*Exercise requirements*. Reproduce verbatim the stretch of items from the start through the line containing "168,81,463,417", including both ends.

** Start Extracted data **

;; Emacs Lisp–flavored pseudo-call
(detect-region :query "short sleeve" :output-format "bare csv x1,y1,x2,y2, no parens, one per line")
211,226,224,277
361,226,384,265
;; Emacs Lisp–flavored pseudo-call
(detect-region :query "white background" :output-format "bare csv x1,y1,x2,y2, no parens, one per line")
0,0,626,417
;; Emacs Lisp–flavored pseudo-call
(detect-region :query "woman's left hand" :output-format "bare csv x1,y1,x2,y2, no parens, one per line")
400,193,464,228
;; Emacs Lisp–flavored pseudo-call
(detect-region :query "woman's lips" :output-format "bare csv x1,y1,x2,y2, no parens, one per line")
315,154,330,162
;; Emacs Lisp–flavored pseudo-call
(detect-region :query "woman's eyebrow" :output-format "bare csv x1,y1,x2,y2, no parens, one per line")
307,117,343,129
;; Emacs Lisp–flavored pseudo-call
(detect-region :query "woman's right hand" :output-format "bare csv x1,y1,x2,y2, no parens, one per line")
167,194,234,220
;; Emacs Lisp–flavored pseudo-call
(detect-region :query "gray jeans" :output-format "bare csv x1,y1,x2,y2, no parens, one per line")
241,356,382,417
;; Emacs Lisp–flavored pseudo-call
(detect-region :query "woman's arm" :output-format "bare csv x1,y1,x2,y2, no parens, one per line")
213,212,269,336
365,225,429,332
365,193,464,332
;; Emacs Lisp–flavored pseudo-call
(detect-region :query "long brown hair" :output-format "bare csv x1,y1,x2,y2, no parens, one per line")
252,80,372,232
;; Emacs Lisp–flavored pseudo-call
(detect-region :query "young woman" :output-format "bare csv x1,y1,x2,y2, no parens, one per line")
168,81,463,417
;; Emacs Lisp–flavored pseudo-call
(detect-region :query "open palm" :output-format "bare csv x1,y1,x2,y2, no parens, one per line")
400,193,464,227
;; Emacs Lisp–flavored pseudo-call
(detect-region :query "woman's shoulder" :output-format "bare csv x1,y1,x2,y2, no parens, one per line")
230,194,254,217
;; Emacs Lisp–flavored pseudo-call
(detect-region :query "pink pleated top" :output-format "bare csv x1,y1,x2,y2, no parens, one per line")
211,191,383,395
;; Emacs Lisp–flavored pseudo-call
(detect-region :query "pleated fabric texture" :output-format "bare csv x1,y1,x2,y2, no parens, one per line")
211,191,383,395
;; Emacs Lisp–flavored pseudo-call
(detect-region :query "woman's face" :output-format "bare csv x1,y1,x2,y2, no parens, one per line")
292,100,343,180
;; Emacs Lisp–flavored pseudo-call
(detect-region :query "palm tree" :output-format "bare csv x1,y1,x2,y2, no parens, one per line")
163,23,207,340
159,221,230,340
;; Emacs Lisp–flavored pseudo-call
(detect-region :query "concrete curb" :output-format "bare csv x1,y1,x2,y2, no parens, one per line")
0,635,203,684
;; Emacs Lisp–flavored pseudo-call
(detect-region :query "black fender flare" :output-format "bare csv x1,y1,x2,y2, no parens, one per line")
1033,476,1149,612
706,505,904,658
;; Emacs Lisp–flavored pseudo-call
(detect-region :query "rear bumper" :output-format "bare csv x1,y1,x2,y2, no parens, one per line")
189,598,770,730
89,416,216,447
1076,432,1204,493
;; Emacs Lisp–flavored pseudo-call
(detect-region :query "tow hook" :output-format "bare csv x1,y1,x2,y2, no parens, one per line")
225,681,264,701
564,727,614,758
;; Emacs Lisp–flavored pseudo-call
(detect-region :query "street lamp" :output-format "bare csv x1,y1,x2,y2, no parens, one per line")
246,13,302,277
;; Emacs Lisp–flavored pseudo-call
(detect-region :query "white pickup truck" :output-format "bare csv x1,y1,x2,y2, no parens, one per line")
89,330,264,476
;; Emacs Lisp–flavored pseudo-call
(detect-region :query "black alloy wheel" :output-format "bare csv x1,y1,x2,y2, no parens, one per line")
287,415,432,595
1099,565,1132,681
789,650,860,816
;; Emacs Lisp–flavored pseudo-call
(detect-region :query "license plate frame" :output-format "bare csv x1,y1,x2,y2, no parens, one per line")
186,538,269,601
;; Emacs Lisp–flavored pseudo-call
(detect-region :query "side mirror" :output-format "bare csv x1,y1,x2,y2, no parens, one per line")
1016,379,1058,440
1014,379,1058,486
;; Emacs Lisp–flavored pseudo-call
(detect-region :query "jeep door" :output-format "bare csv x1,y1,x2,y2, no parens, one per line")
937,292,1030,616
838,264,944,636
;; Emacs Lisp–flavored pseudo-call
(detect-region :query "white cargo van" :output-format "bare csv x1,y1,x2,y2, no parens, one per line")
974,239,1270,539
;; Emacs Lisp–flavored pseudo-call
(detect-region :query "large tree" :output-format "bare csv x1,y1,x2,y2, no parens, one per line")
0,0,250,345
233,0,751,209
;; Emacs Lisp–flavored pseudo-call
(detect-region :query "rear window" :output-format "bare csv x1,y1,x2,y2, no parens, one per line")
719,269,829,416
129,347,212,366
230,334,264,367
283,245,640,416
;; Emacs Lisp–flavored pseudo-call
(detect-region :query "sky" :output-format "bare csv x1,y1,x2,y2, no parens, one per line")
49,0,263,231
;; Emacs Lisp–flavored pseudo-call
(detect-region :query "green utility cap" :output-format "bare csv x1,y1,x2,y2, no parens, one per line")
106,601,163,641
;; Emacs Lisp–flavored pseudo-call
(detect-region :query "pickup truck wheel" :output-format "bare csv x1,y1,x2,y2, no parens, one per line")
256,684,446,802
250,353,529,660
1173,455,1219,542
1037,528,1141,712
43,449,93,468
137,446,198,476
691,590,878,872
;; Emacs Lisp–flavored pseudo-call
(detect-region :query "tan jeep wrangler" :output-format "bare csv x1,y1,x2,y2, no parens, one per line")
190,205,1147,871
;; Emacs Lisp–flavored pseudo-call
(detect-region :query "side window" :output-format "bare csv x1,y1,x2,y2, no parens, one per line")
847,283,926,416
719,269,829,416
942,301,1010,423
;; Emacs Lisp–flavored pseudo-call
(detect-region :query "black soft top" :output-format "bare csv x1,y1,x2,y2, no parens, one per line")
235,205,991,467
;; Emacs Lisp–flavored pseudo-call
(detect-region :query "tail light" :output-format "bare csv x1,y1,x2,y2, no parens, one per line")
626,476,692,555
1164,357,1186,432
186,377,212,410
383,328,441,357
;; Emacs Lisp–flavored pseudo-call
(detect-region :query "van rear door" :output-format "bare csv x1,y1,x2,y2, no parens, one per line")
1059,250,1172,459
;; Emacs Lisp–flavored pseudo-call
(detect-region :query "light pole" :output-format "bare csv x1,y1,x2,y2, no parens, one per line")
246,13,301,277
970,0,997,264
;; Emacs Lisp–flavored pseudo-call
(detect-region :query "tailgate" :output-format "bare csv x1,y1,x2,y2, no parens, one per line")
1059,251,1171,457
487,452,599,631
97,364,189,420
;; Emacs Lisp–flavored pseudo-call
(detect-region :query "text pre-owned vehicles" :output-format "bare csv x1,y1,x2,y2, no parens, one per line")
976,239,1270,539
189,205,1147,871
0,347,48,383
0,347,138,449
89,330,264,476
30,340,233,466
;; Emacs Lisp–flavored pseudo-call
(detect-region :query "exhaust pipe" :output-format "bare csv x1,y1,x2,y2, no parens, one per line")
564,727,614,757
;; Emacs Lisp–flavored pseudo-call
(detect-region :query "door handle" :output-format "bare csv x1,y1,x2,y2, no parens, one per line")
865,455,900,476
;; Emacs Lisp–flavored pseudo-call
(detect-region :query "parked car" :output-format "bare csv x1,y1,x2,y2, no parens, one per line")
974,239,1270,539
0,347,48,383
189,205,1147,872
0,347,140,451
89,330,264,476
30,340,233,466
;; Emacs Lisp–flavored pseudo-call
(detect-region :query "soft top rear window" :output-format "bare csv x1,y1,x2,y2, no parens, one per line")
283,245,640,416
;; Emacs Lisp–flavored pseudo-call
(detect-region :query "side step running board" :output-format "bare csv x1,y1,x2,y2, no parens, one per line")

** End Extracted data **

*Full response*.
;; Emacs Lisp–flavored pseudo-call
(detect-region :query "short sleeve" :output-format "bare csv x1,y1,x2,y2, no parens, one per line")
211,226,224,277
361,226,384,265
;; Emacs Lisp–flavored pseudo-call
(detect-region :query "white background" :output-format "bare csv x1,y1,x2,y2, no parens, one per line")
0,0,626,417
;; Emacs Lisp–flavored pseudo-call
(detect-region :query "woman's left hand" :output-format "bare csv x1,y1,x2,y2, no parens, one per line")
400,193,464,228
;; Emacs Lisp–flavored pseudo-call
(detect-region :query "woman's lips" :output-format "bare csv x1,y1,x2,y2, no parens, one per line")
315,154,330,162
;; Emacs Lisp–flavored pseudo-call
(detect-region :query "woman's eyebrow" :output-format "bare csv x1,y1,x2,y2, no parens, one per line")
307,117,343,129
;; Emacs Lisp–flavored pseudo-call
(detect-region :query "woman's right hand" :output-format "bare csv x1,y1,x2,y2, no parens, one per line")
167,194,234,220
;; Emacs Lisp–flavored pseudo-call
(detect-region :query "gray jeans" :output-format "bare csv x1,y1,x2,y2, no parens, one per line")
241,356,382,417
;; Emacs Lisp–flavored pseudo-call
(detect-region :query "woman's arm" :output-format "bare csv x1,y1,x2,y2, no parens, one per line")
213,212,269,336
365,225,429,332
365,193,464,332
;; Emacs Lisp–flavored pseudo-call
(detect-region :query "long brown hair" :output-format "bare csv x1,y1,x2,y2, no parens, one per line")
252,80,372,232
;; Emacs Lisp–flavored pseudo-call
(detect-region :query "young woman" :output-format "bare csv x1,y1,x2,y2, no parens, one per line")
168,81,463,417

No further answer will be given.